DOCUMENT EXTRACT:
• • • • • • •

You can see that it includes a partofspeech member which tells you that the word "consistent" is an adjective.


Another (and better) option if you have control over the text being stored is to use some kind of markup language to identify important parts of the string before you save it. Something like BBCode. I even found a BBCode node module that will help you do this.

Then you can save your strings to the database like this:

Best place to live in [city]California[/city] or places near [city]California[/city] or places in [city]California[/city].

or

My name is [first]Alex[/first] [last]Ford[/last].

If you're letting user's type whole sentences of text and then you're trying to figure out what parts of those sentences is data you should use in your app then you're making things very unnecessarily hard on yourself. You should either ask them to input important pieces of data into their own text boxes or you should give the user a formatting language such as the aforementioned BBCode syntax so they can identify important bits for you. The job of finding out which parts of a string are important is going to be a huge one for you I think.

• • • • • • •

EXERCISE INSTRUCTIONS: Copy the forum answer above on marking up stored strings in full, word for word.

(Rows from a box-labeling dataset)

• • • • • • •

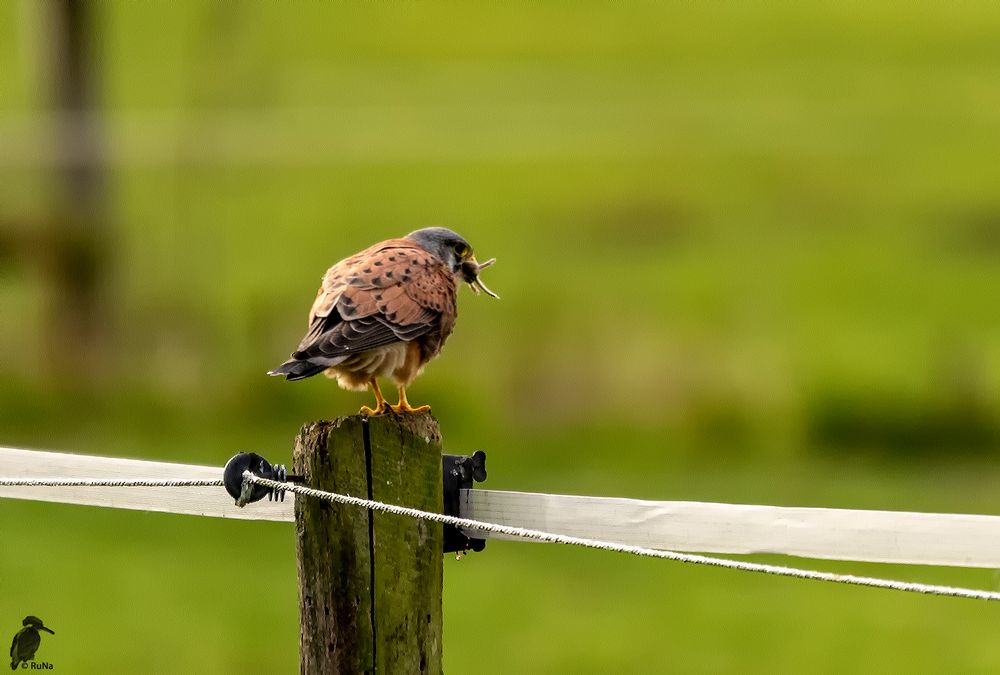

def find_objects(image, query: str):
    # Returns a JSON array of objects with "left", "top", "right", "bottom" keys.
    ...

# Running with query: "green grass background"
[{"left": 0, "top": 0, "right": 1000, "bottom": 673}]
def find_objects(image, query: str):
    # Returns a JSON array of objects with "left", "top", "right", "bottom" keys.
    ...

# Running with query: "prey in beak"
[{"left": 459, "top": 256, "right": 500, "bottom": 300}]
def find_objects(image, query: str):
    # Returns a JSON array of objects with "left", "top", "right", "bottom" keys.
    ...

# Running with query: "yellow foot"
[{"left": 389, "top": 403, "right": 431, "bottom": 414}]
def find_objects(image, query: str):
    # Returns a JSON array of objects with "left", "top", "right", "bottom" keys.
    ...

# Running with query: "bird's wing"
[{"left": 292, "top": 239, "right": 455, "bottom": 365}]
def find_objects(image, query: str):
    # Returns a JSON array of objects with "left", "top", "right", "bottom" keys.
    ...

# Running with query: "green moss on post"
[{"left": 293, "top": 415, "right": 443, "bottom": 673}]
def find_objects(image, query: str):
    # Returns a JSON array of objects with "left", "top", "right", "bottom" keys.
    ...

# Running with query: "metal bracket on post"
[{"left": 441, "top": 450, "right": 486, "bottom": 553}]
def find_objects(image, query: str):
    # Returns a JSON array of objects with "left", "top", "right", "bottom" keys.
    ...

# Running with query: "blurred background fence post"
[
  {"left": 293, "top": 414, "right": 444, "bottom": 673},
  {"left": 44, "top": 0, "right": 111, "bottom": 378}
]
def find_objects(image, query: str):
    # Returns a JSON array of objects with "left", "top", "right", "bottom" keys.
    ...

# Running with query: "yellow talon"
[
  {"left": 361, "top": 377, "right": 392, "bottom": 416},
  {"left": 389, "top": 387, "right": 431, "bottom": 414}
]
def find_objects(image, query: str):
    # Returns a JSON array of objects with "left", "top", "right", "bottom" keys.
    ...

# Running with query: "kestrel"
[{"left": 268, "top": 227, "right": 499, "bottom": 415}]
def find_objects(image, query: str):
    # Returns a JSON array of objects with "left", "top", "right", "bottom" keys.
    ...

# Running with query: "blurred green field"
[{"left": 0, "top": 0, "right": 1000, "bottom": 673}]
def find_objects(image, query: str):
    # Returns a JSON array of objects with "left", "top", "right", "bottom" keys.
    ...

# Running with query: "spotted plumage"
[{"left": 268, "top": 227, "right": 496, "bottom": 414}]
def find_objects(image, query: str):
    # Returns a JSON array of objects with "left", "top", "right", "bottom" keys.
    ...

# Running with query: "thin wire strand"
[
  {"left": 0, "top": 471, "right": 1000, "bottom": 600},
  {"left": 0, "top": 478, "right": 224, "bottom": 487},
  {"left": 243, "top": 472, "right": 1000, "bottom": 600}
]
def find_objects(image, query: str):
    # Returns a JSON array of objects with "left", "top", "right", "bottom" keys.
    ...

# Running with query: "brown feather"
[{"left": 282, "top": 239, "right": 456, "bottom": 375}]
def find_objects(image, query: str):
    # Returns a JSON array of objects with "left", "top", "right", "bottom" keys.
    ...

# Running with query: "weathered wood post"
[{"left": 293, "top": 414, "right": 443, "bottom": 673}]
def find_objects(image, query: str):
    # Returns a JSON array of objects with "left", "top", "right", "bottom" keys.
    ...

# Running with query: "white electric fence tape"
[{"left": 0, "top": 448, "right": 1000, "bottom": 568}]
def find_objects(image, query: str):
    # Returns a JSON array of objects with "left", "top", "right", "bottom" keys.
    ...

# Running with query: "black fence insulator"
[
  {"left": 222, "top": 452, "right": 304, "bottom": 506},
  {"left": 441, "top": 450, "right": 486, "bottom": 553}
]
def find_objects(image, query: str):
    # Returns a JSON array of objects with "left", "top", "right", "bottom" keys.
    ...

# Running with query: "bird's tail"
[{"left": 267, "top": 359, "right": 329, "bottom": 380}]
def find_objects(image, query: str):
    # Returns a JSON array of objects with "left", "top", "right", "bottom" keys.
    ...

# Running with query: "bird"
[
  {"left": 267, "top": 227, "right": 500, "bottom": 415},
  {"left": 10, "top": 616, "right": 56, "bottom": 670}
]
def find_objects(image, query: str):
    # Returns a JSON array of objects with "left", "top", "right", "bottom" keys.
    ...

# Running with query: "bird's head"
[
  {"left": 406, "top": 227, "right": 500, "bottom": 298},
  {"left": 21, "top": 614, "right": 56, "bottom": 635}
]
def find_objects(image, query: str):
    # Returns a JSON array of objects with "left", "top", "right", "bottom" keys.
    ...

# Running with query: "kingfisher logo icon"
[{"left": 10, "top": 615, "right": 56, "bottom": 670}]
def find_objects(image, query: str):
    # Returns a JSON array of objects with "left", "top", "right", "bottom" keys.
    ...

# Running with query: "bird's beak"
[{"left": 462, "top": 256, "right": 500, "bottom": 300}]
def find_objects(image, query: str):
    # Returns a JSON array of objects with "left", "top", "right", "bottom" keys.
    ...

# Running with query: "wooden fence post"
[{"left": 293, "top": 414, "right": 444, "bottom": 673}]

• • • • • • •

COMPLETED TASK:
You can see that it includes a partofspeech member which tells you that the word "consistent" is an adjective.


Another (and better) option if you have control over the text being stored is to use some kind of markup language to identify important parts of the string before you save it. Something like BBCode. I even found a BBCode node module that will help you do this.

Then you can save your strings to the database like this:

Best place to live in [city]California[/city] or places near [city]California[/city] or places in [city]California[/city].

or

My name is [first]Alex[/first] [last]Ford[/last].

If you're letting user's type whole sentences of text and then you're trying to figure out what parts of those sentences is data you should use in your app then you're making things very unnecessarily hard on yourself. You should either ask them to input important pieces of data into their own text boxes or you should give the user a formatting language such as the aforementioned BBCode syntax so they can identify important bits for you. The job of finding out which parts of a string are important is going to be a huge one for you I think.